ACTIVITY
Filter the entries, keeping every line with the string "woman".

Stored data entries
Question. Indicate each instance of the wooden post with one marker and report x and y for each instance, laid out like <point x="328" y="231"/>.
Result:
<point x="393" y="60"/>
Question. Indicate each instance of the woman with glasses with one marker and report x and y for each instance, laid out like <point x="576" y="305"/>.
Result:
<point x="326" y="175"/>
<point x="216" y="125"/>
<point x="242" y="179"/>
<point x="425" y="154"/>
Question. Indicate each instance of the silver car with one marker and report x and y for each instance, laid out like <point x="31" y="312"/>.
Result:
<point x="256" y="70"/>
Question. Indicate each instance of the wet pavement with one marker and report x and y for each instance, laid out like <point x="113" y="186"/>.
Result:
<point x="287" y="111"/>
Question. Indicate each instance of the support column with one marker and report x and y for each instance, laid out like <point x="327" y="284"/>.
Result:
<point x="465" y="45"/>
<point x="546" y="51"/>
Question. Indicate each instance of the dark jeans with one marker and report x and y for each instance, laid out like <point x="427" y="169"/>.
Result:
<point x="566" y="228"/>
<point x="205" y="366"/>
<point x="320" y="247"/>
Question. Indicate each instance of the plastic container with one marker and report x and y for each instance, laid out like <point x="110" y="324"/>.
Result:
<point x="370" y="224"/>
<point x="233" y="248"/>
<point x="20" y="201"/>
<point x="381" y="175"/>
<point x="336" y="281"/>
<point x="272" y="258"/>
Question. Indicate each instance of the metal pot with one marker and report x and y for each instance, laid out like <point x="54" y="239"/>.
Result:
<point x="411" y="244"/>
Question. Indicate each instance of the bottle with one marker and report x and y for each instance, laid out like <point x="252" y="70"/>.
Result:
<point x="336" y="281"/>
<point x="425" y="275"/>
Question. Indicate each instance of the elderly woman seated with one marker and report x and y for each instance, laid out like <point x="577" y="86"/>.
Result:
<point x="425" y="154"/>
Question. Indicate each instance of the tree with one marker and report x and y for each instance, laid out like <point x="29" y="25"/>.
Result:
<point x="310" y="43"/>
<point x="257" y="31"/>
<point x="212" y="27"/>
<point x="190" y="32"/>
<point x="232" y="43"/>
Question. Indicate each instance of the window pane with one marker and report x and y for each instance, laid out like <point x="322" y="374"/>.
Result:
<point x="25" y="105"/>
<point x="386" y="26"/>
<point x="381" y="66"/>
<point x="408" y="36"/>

EXPECTED ANSWER
Question. Indicate each instance of the woman with glasses with one marker and report x and y for each instance, laid out like <point x="576" y="305"/>.
Question. Indicate each instance of the elderly woman seated with one marker and report x and y for each instance, laid out like <point x="577" y="86"/>.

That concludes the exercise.